● EXERCÍCIOS PROPOSTOS:
**1.** Atualize um trecho do texto sobre testes de inteligência, substituindo "segregação" por "exclusão". Comece nas palavras "De qualquer forma, caso" e pare depois de "EUA, por exemplo.".
**2.** De acordo com o texto sobre testes de inteligência, qual é a única forma de saber realmente o desempenho intelectual de uma pessoa?
**3.** Retome o texto sobre testes de inteligência e dê continuidade a ele a partir da última frase apresentada.

### TEXTO FORNECIDO

Inteligência on-line
Fazer testes de inteligência na internet pode ser um exercício delicioso e até relaxante. A brincadeira é saudável se os resultados obtidos não forem levados a sério por quem faz, já que essas avaliações no mundo virtual não correspondem à precisão alcançada nos consultórios. Para saber realmente qual é o desempenho intelectual de uma pessoa, a única forma é buscar psicólogos especializados em estudos da inteligência.
De qualquer forma, caso goste e queira testar, veja alguns links:
Receio de segregação preocupa especialistas
Os testes de QI selecionam pessoas em diferentes âmbitos, desde a prova para obter a carteira de motorista até na escolha de funcionários para determinadas tarefas em empresas. Nesse cenário, o medo de discriminação de quem possa registrar um QI menor é, em geral, a principal inspiração para minimizar o valor dos resultados dos testes. A preocupação é real pois na história houve registros do uso da ferramenta para a segregação de pessoas pelos nazistas ou de negros nos EUA, por exemplo.
Por isso, os testes profissionais utilizados atualmente em clínicas de psicologia tentam cruzar outros fatores, sem prescindir da medição tradicional da inteligência. E, entre os próprios psicólogos, há temor em valorizar demais os resultados numéricos.
“Ter um QI alto ou baixo não é tudo na vida acadêmica ou geral, é apenas um indicador com o qual se deve trabalhar para buscar a melhor abordagem em cada caso”

######
### INFORMAÇÕES EXTRAÍDAS

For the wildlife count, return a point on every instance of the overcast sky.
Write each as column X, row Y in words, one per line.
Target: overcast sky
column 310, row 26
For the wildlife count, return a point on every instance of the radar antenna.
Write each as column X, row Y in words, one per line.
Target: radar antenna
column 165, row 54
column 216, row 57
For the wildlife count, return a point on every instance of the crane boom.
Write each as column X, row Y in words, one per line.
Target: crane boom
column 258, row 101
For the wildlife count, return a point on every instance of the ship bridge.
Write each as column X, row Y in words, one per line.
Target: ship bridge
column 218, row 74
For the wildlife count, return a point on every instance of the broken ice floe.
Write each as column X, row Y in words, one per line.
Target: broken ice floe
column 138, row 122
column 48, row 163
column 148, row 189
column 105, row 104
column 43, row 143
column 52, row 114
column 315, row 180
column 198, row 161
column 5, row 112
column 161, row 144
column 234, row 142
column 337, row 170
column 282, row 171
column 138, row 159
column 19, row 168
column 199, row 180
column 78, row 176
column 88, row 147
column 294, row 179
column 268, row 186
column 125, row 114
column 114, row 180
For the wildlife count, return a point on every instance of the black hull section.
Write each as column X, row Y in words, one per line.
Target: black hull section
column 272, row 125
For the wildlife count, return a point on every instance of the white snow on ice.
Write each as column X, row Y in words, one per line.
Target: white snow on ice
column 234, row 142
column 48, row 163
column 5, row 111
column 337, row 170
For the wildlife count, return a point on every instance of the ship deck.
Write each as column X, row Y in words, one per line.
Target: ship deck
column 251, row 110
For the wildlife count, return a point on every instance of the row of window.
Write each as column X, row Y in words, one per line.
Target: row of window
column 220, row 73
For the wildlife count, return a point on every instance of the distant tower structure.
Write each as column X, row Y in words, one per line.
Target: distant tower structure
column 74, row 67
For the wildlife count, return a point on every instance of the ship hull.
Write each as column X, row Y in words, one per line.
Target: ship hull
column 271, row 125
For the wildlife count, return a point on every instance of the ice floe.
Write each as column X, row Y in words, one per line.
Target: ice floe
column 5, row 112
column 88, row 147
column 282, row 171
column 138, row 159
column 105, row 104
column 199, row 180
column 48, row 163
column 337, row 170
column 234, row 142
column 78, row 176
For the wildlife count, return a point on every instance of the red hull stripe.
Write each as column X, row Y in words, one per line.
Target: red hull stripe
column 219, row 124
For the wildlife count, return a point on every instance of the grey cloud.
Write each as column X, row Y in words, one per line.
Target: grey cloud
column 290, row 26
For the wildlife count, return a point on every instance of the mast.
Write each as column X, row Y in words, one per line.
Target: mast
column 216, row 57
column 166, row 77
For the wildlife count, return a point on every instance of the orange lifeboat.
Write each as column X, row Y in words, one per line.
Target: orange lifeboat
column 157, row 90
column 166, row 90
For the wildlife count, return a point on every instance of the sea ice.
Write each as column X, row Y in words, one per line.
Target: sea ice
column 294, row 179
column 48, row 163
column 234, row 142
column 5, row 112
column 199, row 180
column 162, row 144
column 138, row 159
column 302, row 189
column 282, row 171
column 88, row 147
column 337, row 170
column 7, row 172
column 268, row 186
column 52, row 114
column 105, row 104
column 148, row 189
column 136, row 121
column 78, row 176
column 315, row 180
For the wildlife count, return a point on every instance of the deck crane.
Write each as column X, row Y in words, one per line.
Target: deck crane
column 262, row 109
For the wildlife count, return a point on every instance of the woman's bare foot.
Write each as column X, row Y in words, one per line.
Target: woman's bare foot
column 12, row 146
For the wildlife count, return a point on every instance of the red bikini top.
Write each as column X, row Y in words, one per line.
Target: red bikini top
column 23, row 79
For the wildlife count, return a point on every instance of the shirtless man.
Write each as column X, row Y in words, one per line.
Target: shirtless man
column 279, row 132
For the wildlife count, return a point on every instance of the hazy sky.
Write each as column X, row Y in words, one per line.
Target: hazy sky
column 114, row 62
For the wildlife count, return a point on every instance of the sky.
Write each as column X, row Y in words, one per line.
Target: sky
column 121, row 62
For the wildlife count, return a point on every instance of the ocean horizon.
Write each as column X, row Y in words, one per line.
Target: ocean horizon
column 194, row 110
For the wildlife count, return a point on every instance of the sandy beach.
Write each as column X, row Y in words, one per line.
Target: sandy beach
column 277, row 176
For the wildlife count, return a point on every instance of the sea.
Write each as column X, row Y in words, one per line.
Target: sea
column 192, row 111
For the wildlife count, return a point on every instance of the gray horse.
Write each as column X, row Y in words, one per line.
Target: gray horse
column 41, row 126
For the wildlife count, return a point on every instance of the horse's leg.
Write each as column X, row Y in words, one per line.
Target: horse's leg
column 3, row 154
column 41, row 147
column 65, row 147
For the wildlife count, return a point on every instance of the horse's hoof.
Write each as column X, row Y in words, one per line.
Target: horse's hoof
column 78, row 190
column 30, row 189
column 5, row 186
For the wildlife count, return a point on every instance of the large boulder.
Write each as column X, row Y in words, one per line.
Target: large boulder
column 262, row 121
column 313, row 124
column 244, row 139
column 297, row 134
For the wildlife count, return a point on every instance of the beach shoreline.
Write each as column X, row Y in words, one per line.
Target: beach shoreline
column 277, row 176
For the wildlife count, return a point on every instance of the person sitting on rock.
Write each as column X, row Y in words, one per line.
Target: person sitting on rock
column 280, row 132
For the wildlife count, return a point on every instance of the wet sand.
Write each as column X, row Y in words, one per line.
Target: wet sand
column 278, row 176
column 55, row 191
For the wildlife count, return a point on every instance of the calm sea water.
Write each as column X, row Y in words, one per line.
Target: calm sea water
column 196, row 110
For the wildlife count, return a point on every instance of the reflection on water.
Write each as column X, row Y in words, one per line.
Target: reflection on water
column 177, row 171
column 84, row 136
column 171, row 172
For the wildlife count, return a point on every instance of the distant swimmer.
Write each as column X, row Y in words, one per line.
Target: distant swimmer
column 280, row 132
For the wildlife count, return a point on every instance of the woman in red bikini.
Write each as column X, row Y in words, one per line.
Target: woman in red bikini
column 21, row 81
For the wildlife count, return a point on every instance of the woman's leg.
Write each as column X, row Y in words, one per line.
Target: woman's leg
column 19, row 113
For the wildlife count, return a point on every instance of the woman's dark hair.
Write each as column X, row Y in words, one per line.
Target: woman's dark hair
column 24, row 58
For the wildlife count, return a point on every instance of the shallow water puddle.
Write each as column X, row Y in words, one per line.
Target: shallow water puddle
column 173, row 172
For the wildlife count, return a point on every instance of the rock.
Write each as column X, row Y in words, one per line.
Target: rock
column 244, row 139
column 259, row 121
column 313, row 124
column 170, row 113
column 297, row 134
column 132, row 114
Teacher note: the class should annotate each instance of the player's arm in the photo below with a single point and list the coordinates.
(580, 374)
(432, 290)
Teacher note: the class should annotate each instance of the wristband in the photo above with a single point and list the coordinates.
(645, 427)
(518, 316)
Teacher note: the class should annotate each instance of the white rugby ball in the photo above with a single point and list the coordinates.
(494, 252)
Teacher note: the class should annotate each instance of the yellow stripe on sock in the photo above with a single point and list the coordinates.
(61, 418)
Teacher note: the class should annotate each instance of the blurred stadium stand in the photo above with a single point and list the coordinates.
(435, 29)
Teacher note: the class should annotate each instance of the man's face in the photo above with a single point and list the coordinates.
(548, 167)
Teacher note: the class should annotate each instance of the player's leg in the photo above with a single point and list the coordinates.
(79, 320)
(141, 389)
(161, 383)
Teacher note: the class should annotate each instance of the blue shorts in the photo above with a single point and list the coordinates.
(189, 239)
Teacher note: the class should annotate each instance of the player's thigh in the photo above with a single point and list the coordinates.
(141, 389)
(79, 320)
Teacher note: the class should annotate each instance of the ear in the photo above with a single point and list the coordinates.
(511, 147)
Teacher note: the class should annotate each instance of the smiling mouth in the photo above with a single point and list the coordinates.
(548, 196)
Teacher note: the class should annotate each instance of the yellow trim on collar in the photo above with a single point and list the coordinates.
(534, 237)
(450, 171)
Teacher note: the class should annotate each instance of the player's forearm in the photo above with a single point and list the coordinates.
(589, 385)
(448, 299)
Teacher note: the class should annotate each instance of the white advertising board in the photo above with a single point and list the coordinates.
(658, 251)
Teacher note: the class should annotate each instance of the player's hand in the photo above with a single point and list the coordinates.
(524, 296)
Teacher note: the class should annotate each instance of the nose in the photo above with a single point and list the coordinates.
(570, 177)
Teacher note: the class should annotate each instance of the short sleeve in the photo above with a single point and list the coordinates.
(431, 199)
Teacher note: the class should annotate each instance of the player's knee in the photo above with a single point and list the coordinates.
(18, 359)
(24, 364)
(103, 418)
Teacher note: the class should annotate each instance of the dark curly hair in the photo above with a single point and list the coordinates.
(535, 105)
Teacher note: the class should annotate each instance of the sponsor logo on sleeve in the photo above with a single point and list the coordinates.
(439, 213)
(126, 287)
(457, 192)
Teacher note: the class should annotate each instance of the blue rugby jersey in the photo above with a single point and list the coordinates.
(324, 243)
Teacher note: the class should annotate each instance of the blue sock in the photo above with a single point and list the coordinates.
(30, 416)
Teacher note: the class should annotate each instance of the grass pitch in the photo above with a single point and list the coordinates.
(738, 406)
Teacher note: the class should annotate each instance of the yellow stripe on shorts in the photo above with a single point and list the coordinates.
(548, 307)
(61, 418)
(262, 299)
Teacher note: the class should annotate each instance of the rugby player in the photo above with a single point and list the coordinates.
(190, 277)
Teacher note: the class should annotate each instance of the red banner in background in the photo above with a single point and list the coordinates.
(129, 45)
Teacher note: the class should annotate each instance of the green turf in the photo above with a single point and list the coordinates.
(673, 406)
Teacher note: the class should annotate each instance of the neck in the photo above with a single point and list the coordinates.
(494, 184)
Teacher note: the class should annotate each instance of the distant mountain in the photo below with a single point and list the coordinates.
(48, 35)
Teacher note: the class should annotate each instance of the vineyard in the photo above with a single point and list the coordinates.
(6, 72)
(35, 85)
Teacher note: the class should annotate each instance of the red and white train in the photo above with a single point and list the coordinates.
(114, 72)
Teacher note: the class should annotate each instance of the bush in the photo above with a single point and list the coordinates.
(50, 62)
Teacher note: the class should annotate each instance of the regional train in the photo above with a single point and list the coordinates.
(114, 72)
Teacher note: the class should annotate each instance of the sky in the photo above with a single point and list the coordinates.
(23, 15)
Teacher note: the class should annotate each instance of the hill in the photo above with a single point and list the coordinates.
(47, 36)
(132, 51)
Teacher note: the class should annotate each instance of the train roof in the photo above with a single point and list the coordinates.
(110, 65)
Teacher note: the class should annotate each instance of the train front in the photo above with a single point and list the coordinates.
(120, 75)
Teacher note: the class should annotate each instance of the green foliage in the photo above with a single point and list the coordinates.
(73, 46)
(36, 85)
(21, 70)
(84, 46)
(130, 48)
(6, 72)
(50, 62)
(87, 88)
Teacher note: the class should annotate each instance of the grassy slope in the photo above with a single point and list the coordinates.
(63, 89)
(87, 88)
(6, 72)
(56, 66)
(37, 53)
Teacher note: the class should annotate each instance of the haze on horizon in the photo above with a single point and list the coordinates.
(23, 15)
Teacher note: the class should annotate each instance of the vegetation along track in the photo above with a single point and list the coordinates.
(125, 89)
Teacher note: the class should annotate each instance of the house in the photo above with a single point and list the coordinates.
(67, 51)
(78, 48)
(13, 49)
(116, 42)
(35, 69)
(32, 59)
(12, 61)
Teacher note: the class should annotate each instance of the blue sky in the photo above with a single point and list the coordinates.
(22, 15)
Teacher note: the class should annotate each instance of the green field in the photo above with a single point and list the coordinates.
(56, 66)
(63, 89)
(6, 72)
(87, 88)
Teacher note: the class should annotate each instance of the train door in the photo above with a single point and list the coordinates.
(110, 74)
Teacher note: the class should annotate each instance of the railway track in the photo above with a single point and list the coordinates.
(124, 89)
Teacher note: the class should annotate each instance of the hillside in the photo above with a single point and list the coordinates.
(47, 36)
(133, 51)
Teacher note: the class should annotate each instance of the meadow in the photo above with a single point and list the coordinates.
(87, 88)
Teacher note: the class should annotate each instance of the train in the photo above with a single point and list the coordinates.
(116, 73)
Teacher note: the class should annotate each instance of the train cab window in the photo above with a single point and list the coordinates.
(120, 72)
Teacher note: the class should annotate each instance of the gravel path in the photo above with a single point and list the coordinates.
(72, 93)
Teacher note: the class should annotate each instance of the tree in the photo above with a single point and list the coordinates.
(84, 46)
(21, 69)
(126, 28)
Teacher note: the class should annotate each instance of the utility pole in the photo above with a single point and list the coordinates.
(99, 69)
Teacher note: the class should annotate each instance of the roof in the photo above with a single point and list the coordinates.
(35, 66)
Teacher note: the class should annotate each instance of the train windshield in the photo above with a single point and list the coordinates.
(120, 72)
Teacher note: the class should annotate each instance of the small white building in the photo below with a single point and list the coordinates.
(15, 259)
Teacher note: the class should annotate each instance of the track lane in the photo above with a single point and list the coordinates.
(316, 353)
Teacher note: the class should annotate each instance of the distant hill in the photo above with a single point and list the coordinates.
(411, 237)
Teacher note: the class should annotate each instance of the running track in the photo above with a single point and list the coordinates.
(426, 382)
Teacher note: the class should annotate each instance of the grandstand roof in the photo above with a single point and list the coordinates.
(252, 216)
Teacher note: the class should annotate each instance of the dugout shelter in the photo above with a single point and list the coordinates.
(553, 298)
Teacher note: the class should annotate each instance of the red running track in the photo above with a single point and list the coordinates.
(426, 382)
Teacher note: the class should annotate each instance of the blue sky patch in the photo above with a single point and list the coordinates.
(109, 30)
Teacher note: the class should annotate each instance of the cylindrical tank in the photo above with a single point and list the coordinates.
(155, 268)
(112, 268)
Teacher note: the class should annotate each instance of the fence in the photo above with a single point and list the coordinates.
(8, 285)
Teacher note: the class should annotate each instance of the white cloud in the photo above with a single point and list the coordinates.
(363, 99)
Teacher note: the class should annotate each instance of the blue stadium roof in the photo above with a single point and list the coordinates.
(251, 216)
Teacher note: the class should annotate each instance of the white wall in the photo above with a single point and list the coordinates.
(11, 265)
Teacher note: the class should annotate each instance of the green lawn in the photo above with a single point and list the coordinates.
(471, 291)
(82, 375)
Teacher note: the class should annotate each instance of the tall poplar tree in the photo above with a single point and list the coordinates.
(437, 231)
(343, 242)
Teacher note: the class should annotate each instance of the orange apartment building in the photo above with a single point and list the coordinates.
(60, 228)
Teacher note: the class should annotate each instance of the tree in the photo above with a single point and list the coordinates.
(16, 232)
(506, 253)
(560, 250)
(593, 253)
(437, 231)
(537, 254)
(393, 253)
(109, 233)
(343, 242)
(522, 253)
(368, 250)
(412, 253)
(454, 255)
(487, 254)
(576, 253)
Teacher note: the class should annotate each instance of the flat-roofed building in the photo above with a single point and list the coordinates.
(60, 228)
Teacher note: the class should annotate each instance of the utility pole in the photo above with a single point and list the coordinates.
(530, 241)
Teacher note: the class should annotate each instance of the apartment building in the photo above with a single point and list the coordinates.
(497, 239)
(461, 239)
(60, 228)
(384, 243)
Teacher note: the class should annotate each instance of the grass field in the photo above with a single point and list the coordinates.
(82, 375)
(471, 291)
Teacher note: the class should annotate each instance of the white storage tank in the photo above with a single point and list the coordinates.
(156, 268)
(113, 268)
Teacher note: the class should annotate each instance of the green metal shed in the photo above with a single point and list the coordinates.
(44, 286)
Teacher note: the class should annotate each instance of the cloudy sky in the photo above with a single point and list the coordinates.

######

● TAREFAS RESOLVIDAS:
**1.**
De qualquer forma, caso goste e queira testar, veja alguns links:
Receio de exclusão preocupa especialistas
Os testes de QI selecionam pessoas em diferentes âmbitos, desde a prova para obter a carteira de motorista até na escolha de funcionários para determinadas tarefas em empresas. Nesse cenário, o medo de discriminação de quem possa registrar um QI menor é, em geral, a principal inspiração para minimizar o valor dos resultados dos testes. A preocupação é real pois na história houve registros do uso da ferramenta para a exclusão de pessoas pelos nazistas ou de negros nos EUA, por exemplo.

**2.** Buscar psicólogos especializados em estudos da inteligência.

**3.**
JOSÉ APARECIDO DA SILVA
professor do departamento de Psicologia do campus de Ribeirão Preto da Universidade de São Paulo (USP), autor de diversos livros sobre o tema
“A precisão dos testes de QI faz com que eles sejam mal vistos, pois coloca umas pessoas de um lado e deixa outras, o que é um grande dilema nas sociedades democráticas, que buscam aumentar as oportunidades para todos”, explica José Aparecido da Silva, da USP.
Para a doutora em Psicologia Elizabeth Carvalho da Veiga, professora da PUCPR, o assunto é espinhoso porque a inteligência continua a ser um mistério para a ciência. Ela lembra que cada cultura avalia as qualidades das pessoas de forma diferente e, por causa disso, seria perigoso classificar as pessoas apenas pelos resultados nos testes de QI. “Em uma tribo de índios, quem é mais inteligente?”, exemplifica. “Com certeza a resposta deles não seria a mesma se comparada a outras sociedades”, continua.
Por outro lado, colocar a etiqueta de um número em alguém – QI 90, QI 130, etc. – não corresponderia ao conjunto de potencialidades de uma pessoa. “Os desempenhos não são uniformes, uma pessoa pode ser excelente em uma área e não ser em outra, até entre as pessoas que apresentam o mesmo QI”, reforça Elizabeth.
Outra questão a levar em conta é a autoestima, pois uma pessoa com registro de QI menor pode absolutizar esse resultado e desanimar. “Nesse sentido, os testes na internet, sem o acompanhamento de um psicólogo podem ser prejudiciais”, alerta Mari Angela Calderari Oliveira, professora e mestra da Clínica de Psicologia da PUCPR.
O pesquisador e neurocientista Ivan Izquierdo, da PUCRS, espera que, no futuro, novas pesquisas possam dar resultados mais exatos dos diversos tipos de capacidades mentais. “Nos próximos anos, espero que serão melhor estudados os correlatos neurais das diversas formas de inteligência”, escreveu à Gazeta do Povo, por e-mail.
Em defesa de uma avaliação de bom senso do uso de todos esses testes, José Aparecido, da USP, lembra que a inteligência não é a única coisa que determina o sucesso e o fracasso de uma pessoa. “Ter um QI alto ou baixo não é tudo na vida acadêmica ou geral, é apenas um indicador com o qual se deve trabalhar para buscar a melhor abordagem em cada caso”, diz.